TASK BRIEF: What is needed is an exact copy of the records below, minus any pictures.

Stored items:
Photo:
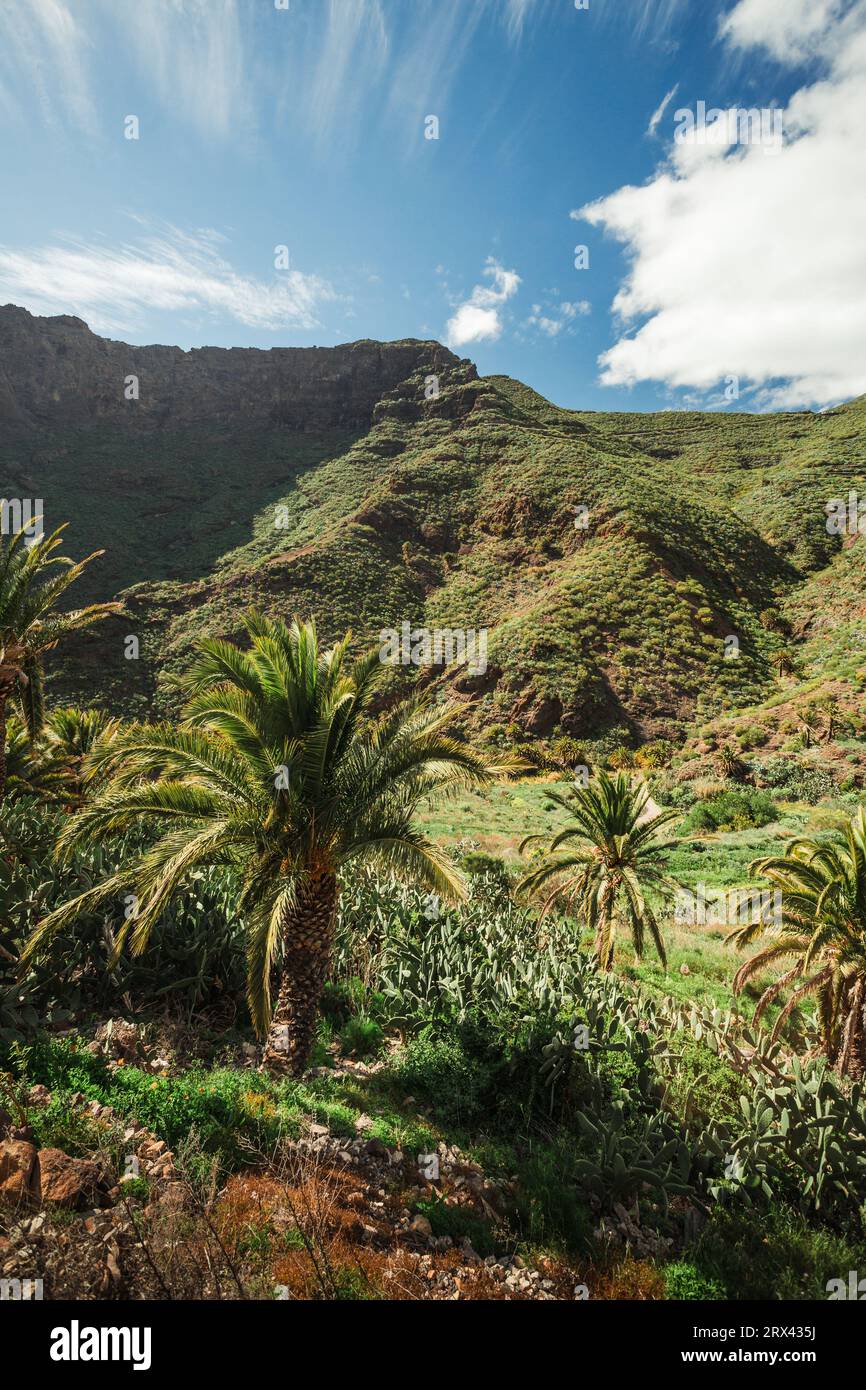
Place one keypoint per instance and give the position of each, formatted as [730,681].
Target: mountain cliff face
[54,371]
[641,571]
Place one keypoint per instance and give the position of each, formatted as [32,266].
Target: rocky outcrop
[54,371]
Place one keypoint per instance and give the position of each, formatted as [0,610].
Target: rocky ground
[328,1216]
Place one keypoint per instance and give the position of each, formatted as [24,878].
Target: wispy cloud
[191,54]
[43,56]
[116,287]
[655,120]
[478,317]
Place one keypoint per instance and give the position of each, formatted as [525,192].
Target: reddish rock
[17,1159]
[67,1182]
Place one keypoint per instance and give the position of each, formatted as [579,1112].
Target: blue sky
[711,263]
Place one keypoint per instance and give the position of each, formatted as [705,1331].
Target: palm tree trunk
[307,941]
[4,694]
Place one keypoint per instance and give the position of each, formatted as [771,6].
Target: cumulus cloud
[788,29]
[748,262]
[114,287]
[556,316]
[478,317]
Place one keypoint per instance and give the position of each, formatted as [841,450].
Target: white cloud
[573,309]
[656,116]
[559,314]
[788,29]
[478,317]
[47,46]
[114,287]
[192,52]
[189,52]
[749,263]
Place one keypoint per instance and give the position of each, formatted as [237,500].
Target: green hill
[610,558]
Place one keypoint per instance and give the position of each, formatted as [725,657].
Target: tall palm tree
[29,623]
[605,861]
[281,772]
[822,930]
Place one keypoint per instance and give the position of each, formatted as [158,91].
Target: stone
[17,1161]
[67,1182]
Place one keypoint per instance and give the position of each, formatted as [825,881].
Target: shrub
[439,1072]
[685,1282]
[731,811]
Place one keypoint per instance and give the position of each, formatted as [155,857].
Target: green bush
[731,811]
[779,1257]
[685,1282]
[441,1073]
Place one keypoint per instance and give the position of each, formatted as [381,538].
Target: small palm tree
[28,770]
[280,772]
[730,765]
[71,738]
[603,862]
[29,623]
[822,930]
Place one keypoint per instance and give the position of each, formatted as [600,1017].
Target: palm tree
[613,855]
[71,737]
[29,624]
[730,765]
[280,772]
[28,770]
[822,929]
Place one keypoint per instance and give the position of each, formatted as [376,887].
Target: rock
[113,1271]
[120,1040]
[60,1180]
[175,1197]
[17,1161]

EXPECTED OUTPUT:
Photo:
Place one keypoint per instance and give the position of each, formatted as [730,681].
Target: mountain cliff face
[54,371]
[641,571]
Place one keypoint per instance and give the position of each, formatted as [32,266].
Target: rocky outcrop
[54,371]
Place one keypoint per instance and give the position of each, formatted as [0,610].
Target: rocky ground
[328,1216]
Place one keypoint per instance and give the position of each, formatted as [24,878].
Target: wispy cloud
[191,54]
[43,56]
[116,287]
[655,120]
[478,317]
Place one keypoint per instance and give the position of each, formatted as [525,192].
Target: reddish rock
[17,1159]
[67,1182]
Place one keypoint per instance and give the position of each, formatted as [579,1112].
Target: blue sky
[711,263]
Place one keypoint per instance and give the position of each, formatted as [705,1331].
Target: palm tree trunk
[307,941]
[4,694]
Place one keypoint per instance and give the position of each, formatted as [771,6].
Target: cumulus cloud
[788,29]
[748,262]
[114,287]
[556,316]
[478,317]
Place one keypoint per instance and give the position of each, formatted as [841,450].
Target: white cloud
[573,309]
[656,116]
[559,314]
[788,29]
[478,317]
[47,46]
[114,287]
[192,52]
[189,52]
[749,263]
Place one keypoint per instance and give the position of each, formatted as [237,500].
Target: green hill
[610,558]
Place one keypoint per instance and give the position of each, formatted as [725,657].
Target: tall palm tree
[29,623]
[605,861]
[281,772]
[822,930]
Place one keypoint per instance and give the position of each, formatted as [158,91].
Target: stone
[17,1161]
[67,1182]
Place one keypoint per instance and give the position of each, formatted as [825,881].
Target: shrub
[439,1072]
[685,1282]
[731,811]
Place one keypoint per instance and give the position of each, formatted as [155,857].
Target: green bush
[731,811]
[779,1257]
[685,1282]
[441,1073]
Place one keypoint per instance and give the position of each, formatted as [381,538].
Target: small palm tree
[28,770]
[280,772]
[730,765]
[71,738]
[603,862]
[29,623]
[822,930]
Place one keypoint per instance and give the position of each, formatted as [600,1017].
Target: palm tree
[613,855]
[71,737]
[29,624]
[730,765]
[280,772]
[28,770]
[822,929]
Place one keypoint per instance and give the position of each, formatted as [376,887].
Target: rock
[113,1271]
[120,1040]
[60,1180]
[175,1197]
[17,1161]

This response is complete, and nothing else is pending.